[begin RECORDS FOR THIS EXERCISE]

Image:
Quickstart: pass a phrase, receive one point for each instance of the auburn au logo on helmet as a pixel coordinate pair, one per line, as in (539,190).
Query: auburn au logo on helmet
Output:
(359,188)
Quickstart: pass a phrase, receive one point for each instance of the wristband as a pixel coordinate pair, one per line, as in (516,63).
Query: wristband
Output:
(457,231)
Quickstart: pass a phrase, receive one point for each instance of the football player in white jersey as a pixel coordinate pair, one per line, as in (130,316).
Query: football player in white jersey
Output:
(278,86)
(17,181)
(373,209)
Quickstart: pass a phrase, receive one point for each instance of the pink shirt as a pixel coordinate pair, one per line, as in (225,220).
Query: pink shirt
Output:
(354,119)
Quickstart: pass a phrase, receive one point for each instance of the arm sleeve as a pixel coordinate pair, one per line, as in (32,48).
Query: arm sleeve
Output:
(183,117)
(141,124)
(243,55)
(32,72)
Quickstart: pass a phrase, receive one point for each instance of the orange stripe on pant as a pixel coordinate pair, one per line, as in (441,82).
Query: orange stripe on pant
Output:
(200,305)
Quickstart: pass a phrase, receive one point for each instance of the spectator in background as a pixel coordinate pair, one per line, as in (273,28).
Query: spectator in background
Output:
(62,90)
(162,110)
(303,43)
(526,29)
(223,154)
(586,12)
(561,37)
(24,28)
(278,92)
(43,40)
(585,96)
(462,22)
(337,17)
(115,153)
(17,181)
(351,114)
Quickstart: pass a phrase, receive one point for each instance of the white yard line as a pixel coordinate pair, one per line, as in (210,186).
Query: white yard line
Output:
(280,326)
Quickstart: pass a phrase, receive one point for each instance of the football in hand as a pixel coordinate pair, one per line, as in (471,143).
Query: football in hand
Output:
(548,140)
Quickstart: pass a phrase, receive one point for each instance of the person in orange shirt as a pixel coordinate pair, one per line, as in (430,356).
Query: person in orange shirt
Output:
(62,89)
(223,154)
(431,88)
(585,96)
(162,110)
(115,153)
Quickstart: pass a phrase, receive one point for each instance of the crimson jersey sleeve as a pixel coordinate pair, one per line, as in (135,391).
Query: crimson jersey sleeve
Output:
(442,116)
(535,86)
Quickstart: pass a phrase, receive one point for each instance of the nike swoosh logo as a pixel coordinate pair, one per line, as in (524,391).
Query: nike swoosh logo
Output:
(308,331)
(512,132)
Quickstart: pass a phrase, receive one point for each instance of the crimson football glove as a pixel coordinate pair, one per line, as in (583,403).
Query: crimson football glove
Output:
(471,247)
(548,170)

[end RECORDS FOR THIS EXERCISE]

### OBJECTIVE:
Reproduce exactly the lines from the one containing "as in (32,48)." through the last line of the records above, including both, and nothing else.

### RESULT OF THE EXERCISE:
Quickstart: pass a phrase, receive one point for each instance of the arm sleeve as a pixel coordinate pair, one per line, as in (32,48).
Query: arm sleeve
Output:
(183,117)
(141,124)
(243,55)
(32,72)
Quickstart: pass a phrase, receive one point for each instance of the orange stripe on pant as a pixel coordinate pair, one per line, as in (441,82).
Query: orange stripe on pant
Output:
(200,305)
Quickstart: pass a phrase, receive one point for each instance of the spectator in background as a pixel coordinate pair, one per line, as in (273,28).
Query: spectator in background
Output:
(62,90)
(162,110)
(303,43)
(526,29)
(223,154)
(586,12)
(561,37)
(24,28)
(278,92)
(43,40)
(585,96)
(462,22)
(337,17)
(115,153)
(17,181)
(351,114)
Quickstart: pass a phrase, receive one point for each instance of the white yard line as a pixel coordinate pair, one per line, as in (210,186).
Query: white yard line
Output:
(280,326)
Quickstart: pass a phrase, receive one point for each instance of the football in hand as a pixel coordinate pair, one per line, as in (471,143).
Query: football in hand
Output:
(548,140)
Quickstart: pass a phrase, receive one point for each instance of the person in orange shirt as a pixel coordinate pair, one per line, as in (430,356).
Query: person in orange shirt
Output:
(62,89)
(223,154)
(431,88)
(585,96)
(162,110)
(115,153)
Quickstart: pass a phrase, receive one point for each instance of the crimson jersey sleeve as a pixel coordinate pair, one per line, as in (135,391).
Query: crimson jersey sleeve
Output:
(442,116)
(535,86)
Quickstart: pass a phrase, receive one point for each instance of the nike swoosh logo as a pixel coordinate pair, one per line, as in (524,391).
Query: nike swoosh logo
Output:
(308,331)
(512,132)
Quickstart: pass a phrase, receive one point for each instance of the crimson football glove as a pixel coordinate pair, one per line, as in (583,403).
Query: crimson football glove
Output:
(471,247)
(548,170)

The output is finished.